(Collection entries)
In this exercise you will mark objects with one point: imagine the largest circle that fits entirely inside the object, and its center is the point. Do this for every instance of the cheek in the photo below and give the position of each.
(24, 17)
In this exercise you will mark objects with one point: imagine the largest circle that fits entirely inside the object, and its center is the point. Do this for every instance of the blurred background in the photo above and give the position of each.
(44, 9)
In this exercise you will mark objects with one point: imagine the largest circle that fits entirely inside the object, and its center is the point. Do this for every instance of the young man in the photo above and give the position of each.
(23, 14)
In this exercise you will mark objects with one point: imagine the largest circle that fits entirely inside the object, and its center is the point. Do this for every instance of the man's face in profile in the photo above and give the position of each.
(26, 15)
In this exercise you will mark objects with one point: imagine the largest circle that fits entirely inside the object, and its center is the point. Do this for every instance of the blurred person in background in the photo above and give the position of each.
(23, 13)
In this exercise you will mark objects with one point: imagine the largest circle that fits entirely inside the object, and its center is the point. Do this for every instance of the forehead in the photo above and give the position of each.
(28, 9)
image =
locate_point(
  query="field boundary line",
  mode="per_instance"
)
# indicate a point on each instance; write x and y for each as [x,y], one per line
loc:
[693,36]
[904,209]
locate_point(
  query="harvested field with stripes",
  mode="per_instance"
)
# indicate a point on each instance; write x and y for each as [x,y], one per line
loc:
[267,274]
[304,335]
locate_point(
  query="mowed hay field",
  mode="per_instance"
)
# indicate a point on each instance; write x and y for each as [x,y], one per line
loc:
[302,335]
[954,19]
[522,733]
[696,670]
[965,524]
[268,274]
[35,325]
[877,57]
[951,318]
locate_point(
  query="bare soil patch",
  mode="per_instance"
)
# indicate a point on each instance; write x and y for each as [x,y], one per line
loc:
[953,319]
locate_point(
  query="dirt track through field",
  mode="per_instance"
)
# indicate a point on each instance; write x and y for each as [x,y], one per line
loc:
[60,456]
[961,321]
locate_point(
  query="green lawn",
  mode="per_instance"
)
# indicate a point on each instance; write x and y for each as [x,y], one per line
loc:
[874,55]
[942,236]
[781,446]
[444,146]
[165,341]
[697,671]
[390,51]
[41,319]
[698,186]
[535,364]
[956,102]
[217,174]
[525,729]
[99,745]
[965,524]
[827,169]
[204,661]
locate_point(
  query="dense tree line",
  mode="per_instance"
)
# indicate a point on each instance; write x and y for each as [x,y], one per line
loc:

PROBLEM STATEMENT - Give back each line above precisely as it stands.

TASK RESPONSE -
In this exercise you will mark objects with one point: imagine the largest circle that fits entirely inside the object, and its center is the point. Do this for every instance of the cheek in the photo below and give the position of each.
(24, 17)
In this exercise you will mark objects with one point: imagine the largest circle that fits entirely inside the object, and its center is the point. Do this for every instance of the blurred background in the photo above and give the position of each.
(44, 9)
In this exercise you will mark objects with one point: imagine the largest circle that fits entirely inside the object, and its center is the point. Do this for every instance of the young man in the photo above and give the position of each.
(23, 14)
In this exercise you will mark objects with one point: imagine the largest circle that fits entirely inside the object, and its center is the point. Do this for every instance of the man's face in profile in the photo above and give the position of each.
(26, 15)
In this exercise you will mark objects with one point: imagine the largest circle that fits entirely inside the object, and its center is the point. Do this for every instance of the blurred person in background in the photo above and give the position of each.
(23, 13)
In this exercise you will mark objects with one point: imagine the largest circle that fits entirely inside the object, and its center is the point. Do this for every instance of the forehead in the photo above and give the position of each.
(28, 9)
image =
locate_point(
  query="field boundary line",
  mode="per_instance"
)
# indicate a point on each instance; write x and y for each as [x,y], one per line
loc:
[693,36]
[904,209]
locate_point(
  query="harvested field with stripes",
  mode="per_instance"
)
# indicate a point on each instance; write x and y for each as [x,y], one per line
loc:
[267,274]
[304,335]
locate_point(
  query="mowed hay field",
  mode="per_instance"
)
# indicate a point on each instance; write x and y for each as [x,y], one per line
loc:
[302,335]
[954,19]
[522,733]
[696,670]
[965,524]
[268,274]
[35,325]
[877,57]
[951,318]
locate_point(
  query="bare soil patch",
  mode="per_instance"
)
# indicate a point on each instance; write x and y for each as [x,y], one per line
loc:
[953,319]
locate_point(
  query="dirt track through field",
  mode="per_instance"
)
# indicate a point on each instance; write x and y for each as [x,y], one per line
loc:
[60,456]
[961,321]
locate_point(
  query="green lawn",
  mode="per_instance"
)
# indicate a point on each instance; write x and y for each as [x,y], one per line
loc:
[874,55]
[942,236]
[781,446]
[444,146]
[165,341]
[697,671]
[390,51]
[41,319]
[698,186]
[535,364]
[956,102]
[217,174]
[525,729]
[99,745]
[965,524]
[827,169]
[204,661]
locate_point(
  query="dense tree line",
  mode="per_instance"
)
# indicate a point on each instance; write x and y for each as [x,y], one per line
loc:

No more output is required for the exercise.